THE TASK. Restate verbatim the span of lines below between the line with "Scan for glass object in the frame." and the line with "Scan for textured white fabric in the frame.", including those two lines, and only that span.

THE DATA.
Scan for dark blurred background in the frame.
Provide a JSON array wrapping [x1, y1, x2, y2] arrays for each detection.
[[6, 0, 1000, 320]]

==

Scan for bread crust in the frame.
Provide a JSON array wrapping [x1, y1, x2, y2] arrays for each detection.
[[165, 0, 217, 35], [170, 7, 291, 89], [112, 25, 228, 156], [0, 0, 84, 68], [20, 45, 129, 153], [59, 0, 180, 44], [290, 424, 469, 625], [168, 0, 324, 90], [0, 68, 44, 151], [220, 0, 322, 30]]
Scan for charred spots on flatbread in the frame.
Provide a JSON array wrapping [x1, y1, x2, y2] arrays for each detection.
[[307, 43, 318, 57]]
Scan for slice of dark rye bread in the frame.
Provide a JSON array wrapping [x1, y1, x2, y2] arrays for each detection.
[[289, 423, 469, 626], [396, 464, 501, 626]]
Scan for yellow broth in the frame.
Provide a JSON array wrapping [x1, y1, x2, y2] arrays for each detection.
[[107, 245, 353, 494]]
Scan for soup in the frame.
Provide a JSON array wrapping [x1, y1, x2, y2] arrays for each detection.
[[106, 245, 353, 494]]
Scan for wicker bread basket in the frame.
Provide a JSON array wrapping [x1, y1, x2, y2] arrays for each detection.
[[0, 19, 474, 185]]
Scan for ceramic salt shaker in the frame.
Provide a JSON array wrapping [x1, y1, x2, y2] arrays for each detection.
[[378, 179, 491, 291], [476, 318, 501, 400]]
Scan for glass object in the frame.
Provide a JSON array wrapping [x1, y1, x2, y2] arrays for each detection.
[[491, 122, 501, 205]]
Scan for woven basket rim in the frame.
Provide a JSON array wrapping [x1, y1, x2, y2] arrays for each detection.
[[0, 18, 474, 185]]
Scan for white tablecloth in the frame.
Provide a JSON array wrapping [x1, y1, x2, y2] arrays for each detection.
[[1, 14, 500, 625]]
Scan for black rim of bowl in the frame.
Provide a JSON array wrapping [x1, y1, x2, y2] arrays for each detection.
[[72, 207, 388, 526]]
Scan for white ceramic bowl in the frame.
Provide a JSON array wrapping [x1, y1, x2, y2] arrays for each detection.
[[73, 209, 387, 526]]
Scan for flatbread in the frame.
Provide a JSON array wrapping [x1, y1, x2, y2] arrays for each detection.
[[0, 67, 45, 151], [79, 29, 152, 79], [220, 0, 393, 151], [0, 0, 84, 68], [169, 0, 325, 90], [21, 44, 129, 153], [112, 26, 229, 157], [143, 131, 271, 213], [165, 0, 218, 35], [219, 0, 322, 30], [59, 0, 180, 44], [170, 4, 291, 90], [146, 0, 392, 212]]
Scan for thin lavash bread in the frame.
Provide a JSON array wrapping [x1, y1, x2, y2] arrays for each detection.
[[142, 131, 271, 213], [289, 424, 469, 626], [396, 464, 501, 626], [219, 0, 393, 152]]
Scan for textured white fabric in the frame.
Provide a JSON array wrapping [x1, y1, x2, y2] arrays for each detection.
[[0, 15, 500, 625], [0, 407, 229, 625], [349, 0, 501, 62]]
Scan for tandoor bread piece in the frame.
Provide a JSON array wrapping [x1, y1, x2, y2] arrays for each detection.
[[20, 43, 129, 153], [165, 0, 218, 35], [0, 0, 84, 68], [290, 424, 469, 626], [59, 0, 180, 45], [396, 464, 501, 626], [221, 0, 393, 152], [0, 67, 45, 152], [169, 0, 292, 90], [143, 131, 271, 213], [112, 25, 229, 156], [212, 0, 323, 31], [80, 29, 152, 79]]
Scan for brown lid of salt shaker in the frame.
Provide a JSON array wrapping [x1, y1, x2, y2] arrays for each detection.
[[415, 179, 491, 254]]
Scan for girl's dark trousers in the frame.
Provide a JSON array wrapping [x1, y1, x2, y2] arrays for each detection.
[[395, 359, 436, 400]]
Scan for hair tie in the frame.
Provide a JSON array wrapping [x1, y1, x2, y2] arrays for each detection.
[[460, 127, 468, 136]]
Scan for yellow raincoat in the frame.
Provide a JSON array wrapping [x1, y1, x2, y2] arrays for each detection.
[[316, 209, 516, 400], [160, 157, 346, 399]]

...

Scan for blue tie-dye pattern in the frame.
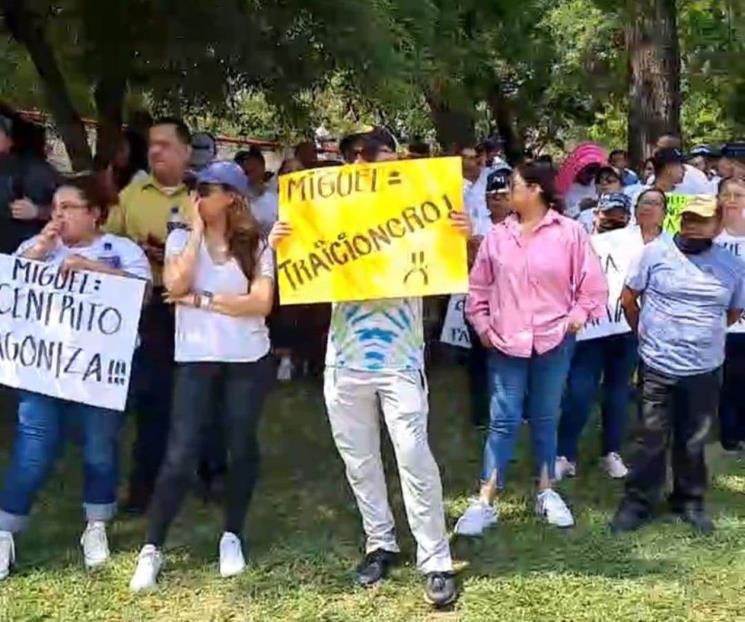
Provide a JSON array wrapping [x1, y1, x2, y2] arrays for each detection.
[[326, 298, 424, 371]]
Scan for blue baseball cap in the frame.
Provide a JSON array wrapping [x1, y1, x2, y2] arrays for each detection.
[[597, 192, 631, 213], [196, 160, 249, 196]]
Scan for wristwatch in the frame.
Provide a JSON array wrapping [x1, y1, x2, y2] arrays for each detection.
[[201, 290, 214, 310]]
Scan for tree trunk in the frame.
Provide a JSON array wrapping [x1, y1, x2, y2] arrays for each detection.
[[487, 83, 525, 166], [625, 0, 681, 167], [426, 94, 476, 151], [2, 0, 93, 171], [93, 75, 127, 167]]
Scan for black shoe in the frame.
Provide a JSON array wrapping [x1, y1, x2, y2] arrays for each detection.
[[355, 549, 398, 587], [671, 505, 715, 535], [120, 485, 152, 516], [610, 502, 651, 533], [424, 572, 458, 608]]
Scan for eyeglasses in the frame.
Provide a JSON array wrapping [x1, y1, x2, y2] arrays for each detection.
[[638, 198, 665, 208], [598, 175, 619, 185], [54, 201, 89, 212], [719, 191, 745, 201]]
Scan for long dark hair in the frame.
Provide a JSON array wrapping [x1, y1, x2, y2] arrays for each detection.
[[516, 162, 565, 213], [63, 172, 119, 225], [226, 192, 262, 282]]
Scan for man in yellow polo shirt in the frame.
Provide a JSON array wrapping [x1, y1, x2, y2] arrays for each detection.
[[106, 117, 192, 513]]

SOLUTION.
Scan for glass object in the frame.
Provide a JSON array wrapping [x1, y1, x2, y2] arrays for each detection.
[[491, 122, 501, 205]]
Scan for woven basket rim in the frame.
Provide a JSON array wrapping [x1, y1, x2, y2] arrays for each detection.
[[0, 18, 474, 185]]
Scan for white tablecloth in the frame.
Provide a JSON array wrapping [x1, y1, x2, y2] arrays for each detection.
[[1, 14, 500, 625]]
Scan for black rim of bowl in the frame.
Provide a JSON array wrapping [x1, y1, x2, y2] arrays for each detection.
[[72, 207, 388, 526]]
Scan for white ceramic bowl in the frame.
Provide a JSON array wrapping [x1, y1, x2, y2] arrays for each detection.
[[73, 209, 387, 526]]
Scan for flatbread in the frame.
Provide a JSON array wrapping [x1, y1, x2, y2] arrays for each detection.
[[0, 67, 45, 151], [79, 29, 152, 79], [220, 0, 393, 151], [0, 0, 84, 68], [169, 0, 325, 90], [21, 44, 129, 153], [112, 26, 229, 157], [143, 131, 271, 213], [165, 0, 218, 35], [219, 0, 322, 30], [59, 0, 180, 44], [170, 4, 291, 90], [146, 0, 392, 212]]
Scan for thin lavash bread in the frame.
Provide a JSON array wrapping [x1, y1, x2, y2] arrays for each detection.
[[142, 131, 271, 213], [289, 424, 469, 626], [396, 464, 501, 626], [219, 0, 393, 152]]
Scan for textured white fabric in the frame.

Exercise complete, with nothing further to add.